** BEGIN **

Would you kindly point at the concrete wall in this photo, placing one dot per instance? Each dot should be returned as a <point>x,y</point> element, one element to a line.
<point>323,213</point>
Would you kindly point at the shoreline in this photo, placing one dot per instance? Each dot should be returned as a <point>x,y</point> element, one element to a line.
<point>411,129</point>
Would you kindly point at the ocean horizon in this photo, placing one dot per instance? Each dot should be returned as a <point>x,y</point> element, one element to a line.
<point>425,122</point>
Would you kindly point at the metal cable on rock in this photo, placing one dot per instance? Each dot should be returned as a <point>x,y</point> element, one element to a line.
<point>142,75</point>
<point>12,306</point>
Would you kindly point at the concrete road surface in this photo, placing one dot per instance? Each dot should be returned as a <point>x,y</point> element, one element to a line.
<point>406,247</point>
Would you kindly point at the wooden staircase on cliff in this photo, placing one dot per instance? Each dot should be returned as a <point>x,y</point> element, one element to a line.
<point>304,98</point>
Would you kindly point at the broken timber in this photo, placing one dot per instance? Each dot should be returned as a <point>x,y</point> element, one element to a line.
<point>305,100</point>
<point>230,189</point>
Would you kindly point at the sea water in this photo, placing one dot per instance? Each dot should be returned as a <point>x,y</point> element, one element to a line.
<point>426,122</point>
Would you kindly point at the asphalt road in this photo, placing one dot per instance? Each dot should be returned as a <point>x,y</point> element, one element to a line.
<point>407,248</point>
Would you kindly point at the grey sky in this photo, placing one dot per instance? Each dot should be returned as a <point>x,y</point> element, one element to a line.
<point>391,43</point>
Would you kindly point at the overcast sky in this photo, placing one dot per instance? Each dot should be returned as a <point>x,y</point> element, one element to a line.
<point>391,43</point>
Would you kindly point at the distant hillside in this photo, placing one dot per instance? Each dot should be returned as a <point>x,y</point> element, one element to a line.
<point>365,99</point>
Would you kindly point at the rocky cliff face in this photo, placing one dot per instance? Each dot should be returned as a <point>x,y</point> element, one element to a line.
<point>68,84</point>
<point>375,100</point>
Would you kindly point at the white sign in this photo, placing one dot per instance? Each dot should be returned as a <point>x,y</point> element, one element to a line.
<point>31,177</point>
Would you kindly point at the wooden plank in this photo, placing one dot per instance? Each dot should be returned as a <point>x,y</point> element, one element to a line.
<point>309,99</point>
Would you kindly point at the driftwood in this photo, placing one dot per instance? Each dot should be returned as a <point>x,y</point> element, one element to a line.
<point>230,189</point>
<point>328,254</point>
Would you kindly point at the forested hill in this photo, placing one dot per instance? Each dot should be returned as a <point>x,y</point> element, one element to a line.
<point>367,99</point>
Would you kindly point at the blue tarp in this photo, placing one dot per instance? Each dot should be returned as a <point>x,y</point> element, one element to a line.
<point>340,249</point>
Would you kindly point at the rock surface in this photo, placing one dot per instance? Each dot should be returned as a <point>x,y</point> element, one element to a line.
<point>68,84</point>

** END **

** What you will do **
Please repeat the listing exactly, with nothing left out.

** Correct result **
Would you kindly point at the concrete wall in this photo, placing one dot per instance? Each dot should be returned as a <point>x,y</point> element, one element to a line.
<point>323,213</point>
Would you kindly point at the shoreline in this photo, placing one dot per instance? Each dot should be returned as a <point>x,y</point> element, one element to a line.
<point>411,129</point>
Would you kindly point at the ocean horizon in this photo, placing one dot per instance? Each dot should be returned as a <point>x,y</point> element, one element to a line.
<point>425,122</point>
Would you kindly point at the metal cable on rock in this photo, placing one dot per instance? Each dot should be returned as a <point>x,y</point> element, one element to a line.
<point>142,75</point>
<point>12,306</point>
Would you kindly point at the concrete road surface in this photo, placing one dot per instance? Each dot should be returned as a <point>x,y</point> element, one element to a line.
<point>406,247</point>
Would you kindly point at the wooden staircase on cliff in this photo, placing one dot per instance? Each dot should be returned as a <point>x,y</point> element, one element to a line.
<point>304,98</point>
Would you kindly point at the broken timber in this photo, placing one dot per instance? Each dot should be returned as a <point>x,y</point> element, one element to a line.
<point>305,100</point>
<point>230,189</point>
Would you kindly point at the sea water in this photo, placing one dot per instance? Each dot should be returned as a <point>x,y</point> element, one element to a line.
<point>426,122</point>
Would you kindly point at the asphalt road in this photo, placing one dot per instance? Each dot should be returned as a <point>x,y</point> element, one element to a line.
<point>407,248</point>
Would you kindly point at the grey sky in this photo, placing one dot per instance? Each dot should be returned as a <point>x,y</point> element, one element to a line.
<point>391,43</point>
Would you kindly point at the overcast sky in this photo, placing one dot per instance? Each dot should be returned as a <point>x,y</point> element, one element to a line.
<point>391,43</point>
Would you kindly point at the distant hillside in this photo, placing one dot per instance? Each dot should be returned as a <point>x,y</point> element, one element to a line.
<point>365,99</point>
Would you kindly point at the rocky cliff face in this photo, placing one dot per instance? Each dot should be returned as a <point>x,y</point> element, one element to a line.
<point>68,84</point>
<point>375,100</point>
Would you kindly point at the white sign in this photo, placing one dot per instance? Each dot should be returned as a <point>x,y</point> element, one element to a line.
<point>31,177</point>
Would you kindly point at the wooden plank in this photo, placing one dot per instance? Each dot should be returned as a <point>x,y</point> element, one element to a line.
<point>309,99</point>
Would you kindly point at the driftwood in this photo, placing one dot per instance? Each dot should be returned as a <point>x,y</point> element, one element to a line.
<point>230,189</point>
<point>328,254</point>
Would you kindly point at the forested hill in this photo, placing one dot per instance? Each dot should be returned as a <point>x,y</point> element, one element to a line.
<point>367,99</point>
Would you kindly point at the blue tarp in this photo, placing one dot per instance? Each dot should be returned as a <point>x,y</point> element, one element to a line.
<point>340,249</point>
Would you kindly point at the rock surface in this photo, placing one dot per instance? Each dot should be returned as a <point>x,y</point> element, one element to a line.
<point>68,84</point>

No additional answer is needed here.